→ **課題の目的**: 以下のページ抜粋のうち、「2010年04月01日」で始まり「Art)のMA Fashion Womenswearで勉強中の鎌倉さんに、ポートフォリオとスケッチブックを見せてもらいました。」で終わる部分を、一字一句違えずに書き写してください。

→ **ページ抜粋**:
________________
2010年04月01日
【コース体験記】CSM Graduate Diploma-Fashion 鎌倉明香さん
- 超すぱるた進学塾でそれを知った -
Sayaka Kamakura
CSMのGraduate Diploma in Fashionを卒業し、この秋からRCA (Royal College of Art)のMA Fashion Womenswearで勉強中の鎌倉さんに、ポートフォリオとスケッチブックを見せてもらいました。
面接に持っていった作品とスケッチブックをそっくりそのまま持ってきてくれたのですが、まず彼女が抱えている膨大な量のスケッチブックに驚愕。開いてみて、その密度の濃さにこれまたびっくり。
思わず「うわ・・・こりゃすごい一年間だったのね」とコメントしたユニコンに、「いやぁー、大変でしたよほんとに」という鎌倉さんの言葉には実感が超どっしりこもっていました。
スケッチブックに続いて見せてもらったポートフォリオにはとてもわくわくさせてくれる作品がたくさん詰まっていて、これがセントマ・ファッションで成功を収める学生の作業量か、これがRCA Womenswearを突破するポートフォリオか、と改めて「普段は近すぎて忘れてるけど、やっぱしすごいんだね」とスタンダードの高さを再認識したのでした。
________________
→ **提供データ**:
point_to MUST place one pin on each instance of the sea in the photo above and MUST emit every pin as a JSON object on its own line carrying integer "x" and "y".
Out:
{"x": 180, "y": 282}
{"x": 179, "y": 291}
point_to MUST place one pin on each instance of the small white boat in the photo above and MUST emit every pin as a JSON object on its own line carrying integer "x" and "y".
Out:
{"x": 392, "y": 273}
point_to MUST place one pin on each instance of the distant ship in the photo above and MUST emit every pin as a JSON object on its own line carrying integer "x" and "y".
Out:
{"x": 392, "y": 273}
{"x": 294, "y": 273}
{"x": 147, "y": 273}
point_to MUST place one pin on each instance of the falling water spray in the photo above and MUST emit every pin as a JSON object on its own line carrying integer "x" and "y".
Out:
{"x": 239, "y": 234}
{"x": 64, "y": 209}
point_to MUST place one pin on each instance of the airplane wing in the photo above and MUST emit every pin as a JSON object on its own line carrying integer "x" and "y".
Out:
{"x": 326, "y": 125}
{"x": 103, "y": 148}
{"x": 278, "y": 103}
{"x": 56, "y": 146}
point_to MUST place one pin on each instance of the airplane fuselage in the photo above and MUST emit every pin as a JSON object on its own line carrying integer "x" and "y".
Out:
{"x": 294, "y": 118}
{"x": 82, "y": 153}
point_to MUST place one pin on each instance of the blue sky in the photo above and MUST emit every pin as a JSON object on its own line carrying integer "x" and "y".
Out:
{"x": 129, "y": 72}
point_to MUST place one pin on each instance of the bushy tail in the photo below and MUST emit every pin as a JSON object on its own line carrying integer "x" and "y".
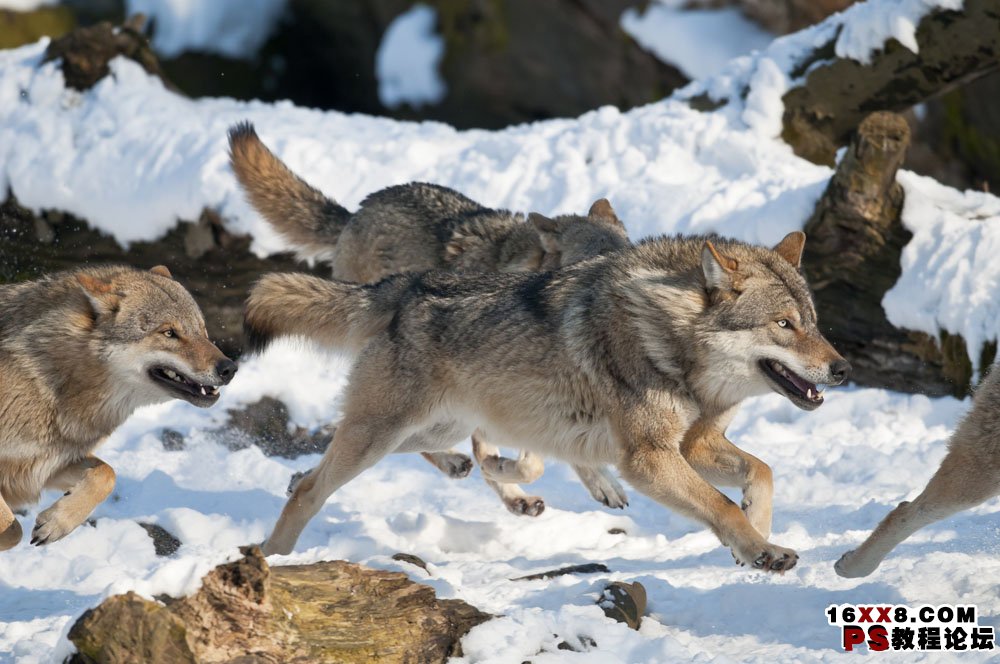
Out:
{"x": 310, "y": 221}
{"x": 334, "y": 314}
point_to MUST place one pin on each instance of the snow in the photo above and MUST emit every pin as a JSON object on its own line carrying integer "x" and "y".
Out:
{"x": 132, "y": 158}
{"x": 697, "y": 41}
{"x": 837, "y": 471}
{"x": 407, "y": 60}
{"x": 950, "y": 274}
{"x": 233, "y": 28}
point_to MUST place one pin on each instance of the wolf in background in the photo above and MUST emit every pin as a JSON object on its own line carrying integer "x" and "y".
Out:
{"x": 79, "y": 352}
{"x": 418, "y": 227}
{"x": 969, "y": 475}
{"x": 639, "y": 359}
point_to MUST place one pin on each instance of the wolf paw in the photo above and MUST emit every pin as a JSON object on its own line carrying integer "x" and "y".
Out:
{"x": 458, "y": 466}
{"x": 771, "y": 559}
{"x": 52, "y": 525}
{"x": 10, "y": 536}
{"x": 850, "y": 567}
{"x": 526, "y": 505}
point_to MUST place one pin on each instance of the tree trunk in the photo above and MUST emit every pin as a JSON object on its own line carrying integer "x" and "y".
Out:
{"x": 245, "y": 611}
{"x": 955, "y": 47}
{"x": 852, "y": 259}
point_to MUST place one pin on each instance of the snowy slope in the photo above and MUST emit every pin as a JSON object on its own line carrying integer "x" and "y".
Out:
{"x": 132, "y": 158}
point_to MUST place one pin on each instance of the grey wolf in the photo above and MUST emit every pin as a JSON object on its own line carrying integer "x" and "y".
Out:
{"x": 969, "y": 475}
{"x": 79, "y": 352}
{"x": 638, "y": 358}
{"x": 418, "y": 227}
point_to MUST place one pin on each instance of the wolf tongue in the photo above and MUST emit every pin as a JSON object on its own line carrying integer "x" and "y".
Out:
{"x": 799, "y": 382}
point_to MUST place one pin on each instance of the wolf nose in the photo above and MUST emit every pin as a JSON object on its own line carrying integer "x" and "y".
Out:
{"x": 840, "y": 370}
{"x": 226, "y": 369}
________________
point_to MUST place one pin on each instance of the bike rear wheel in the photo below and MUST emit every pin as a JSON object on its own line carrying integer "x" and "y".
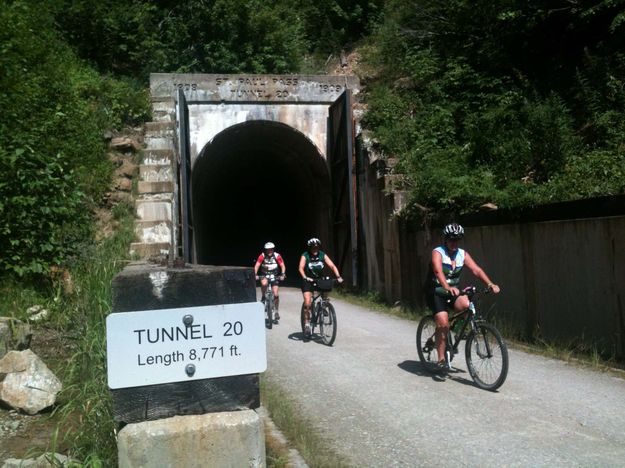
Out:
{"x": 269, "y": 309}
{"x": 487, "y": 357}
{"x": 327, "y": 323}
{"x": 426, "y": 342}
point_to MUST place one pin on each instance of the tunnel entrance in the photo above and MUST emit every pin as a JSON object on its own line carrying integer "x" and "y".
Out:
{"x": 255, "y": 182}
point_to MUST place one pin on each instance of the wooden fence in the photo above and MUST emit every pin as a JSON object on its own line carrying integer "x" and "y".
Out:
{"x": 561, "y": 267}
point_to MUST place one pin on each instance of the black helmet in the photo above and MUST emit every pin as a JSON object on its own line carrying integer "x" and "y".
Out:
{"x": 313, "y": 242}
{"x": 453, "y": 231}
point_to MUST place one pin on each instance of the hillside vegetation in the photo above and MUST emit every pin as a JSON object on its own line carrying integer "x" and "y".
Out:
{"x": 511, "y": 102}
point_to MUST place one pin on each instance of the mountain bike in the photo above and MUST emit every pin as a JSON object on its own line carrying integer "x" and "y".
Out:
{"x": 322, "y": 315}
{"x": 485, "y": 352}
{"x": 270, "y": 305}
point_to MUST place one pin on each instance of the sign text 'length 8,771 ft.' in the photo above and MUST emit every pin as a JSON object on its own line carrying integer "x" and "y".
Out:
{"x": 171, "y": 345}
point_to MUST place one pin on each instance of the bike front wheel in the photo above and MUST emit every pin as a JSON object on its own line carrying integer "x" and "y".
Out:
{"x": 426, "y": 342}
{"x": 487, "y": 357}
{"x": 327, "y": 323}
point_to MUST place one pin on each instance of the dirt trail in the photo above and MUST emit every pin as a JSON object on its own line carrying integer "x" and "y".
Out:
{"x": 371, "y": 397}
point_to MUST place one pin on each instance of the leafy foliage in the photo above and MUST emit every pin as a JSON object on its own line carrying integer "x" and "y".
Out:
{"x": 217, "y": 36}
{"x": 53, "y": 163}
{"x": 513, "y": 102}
________________
→ **本課題の解答**:
2010年04月01日
【コース体験記】CSM Graduate Diploma-Fashion 鎌倉明香さん
- 超すぱるた進学塾でそれを知った -
Sayaka Kamakura
CSMのGraduate Diploma in Fashionを卒業し、この秋からRCA (Royal College of Art)のMA Fashion Womenswearで勉強中の鎌倉さんに、ポートフォリオとスケッチブックを見せてもらいました。